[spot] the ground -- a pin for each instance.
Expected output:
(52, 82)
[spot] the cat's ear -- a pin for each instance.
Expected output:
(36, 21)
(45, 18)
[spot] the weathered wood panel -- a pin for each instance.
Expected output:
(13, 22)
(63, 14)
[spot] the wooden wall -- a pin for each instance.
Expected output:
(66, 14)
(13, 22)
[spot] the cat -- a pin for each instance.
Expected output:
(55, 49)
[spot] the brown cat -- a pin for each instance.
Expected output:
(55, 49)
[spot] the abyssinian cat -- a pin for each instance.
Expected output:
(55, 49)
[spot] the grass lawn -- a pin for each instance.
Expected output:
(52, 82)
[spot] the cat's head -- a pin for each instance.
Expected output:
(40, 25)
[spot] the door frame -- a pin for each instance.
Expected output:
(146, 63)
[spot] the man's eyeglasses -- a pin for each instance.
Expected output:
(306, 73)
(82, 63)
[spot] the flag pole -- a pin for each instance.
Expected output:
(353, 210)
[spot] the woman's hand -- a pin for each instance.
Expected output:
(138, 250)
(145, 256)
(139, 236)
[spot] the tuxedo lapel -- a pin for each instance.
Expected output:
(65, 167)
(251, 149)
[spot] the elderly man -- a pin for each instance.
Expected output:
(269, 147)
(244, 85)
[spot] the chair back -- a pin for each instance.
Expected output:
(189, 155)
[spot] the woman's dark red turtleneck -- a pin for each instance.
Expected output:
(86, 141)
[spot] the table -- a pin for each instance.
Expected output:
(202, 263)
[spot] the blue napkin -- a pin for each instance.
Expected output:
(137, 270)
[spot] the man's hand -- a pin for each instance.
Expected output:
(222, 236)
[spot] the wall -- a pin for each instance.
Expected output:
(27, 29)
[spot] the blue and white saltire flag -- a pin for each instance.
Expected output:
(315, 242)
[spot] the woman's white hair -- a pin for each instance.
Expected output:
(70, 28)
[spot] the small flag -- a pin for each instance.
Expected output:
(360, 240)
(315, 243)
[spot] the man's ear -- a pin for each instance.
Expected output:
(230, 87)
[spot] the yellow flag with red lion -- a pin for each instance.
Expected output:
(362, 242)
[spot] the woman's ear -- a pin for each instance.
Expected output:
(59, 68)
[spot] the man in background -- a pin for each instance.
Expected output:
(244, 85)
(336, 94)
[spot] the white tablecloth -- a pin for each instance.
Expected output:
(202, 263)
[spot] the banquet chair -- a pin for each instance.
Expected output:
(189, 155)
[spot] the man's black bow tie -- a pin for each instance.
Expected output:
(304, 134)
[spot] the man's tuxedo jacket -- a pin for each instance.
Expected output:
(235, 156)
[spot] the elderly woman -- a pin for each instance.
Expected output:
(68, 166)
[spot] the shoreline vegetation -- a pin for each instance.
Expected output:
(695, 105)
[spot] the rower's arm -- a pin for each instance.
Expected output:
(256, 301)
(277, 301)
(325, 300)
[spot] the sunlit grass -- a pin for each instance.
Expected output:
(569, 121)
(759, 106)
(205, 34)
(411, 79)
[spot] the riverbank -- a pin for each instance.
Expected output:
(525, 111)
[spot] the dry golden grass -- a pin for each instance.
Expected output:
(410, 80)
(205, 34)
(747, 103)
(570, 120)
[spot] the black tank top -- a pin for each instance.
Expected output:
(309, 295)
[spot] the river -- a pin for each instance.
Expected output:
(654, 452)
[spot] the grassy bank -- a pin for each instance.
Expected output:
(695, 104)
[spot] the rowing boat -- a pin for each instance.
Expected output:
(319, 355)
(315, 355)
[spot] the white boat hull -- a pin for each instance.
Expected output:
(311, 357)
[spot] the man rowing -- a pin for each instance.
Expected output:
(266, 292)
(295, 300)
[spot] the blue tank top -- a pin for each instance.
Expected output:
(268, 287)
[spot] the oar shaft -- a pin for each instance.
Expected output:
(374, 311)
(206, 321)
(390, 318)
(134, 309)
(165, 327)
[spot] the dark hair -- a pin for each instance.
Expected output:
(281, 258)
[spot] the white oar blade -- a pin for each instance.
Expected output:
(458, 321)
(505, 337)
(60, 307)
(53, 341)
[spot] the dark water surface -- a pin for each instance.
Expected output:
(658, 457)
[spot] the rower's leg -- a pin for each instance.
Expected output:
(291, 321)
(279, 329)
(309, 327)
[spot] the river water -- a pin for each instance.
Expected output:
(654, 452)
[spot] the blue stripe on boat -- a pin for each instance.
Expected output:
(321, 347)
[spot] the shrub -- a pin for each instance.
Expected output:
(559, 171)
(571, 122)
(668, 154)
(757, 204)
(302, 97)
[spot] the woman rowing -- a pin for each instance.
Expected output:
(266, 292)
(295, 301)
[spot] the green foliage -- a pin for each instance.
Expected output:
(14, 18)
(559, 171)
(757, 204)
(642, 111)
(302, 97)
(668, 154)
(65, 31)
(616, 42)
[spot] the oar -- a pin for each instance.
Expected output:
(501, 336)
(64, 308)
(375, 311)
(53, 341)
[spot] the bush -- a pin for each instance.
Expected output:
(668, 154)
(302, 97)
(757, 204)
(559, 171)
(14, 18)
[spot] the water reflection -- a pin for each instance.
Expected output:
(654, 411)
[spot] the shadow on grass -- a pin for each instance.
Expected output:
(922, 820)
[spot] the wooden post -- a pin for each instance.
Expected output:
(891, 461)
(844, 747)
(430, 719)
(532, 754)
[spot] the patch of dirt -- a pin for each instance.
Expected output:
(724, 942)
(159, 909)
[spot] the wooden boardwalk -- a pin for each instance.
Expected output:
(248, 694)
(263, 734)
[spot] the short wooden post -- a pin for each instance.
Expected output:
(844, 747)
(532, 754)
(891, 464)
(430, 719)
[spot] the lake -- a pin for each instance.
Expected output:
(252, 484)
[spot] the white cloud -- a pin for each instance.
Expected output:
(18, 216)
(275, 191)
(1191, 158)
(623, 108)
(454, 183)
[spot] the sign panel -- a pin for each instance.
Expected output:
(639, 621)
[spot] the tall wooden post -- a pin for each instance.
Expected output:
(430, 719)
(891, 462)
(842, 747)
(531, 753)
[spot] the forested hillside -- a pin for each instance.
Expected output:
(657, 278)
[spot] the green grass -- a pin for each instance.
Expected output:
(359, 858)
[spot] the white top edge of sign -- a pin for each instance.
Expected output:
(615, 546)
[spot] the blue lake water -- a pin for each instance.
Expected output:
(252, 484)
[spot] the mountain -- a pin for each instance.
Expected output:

──────────

Instructions for the task. Starting from the data above, filter for lines with "green" and copy each one.

Reply to the task.
[spot] the green foliage -- a pin for each instance.
[spot] the green grass -- a pin for each instance.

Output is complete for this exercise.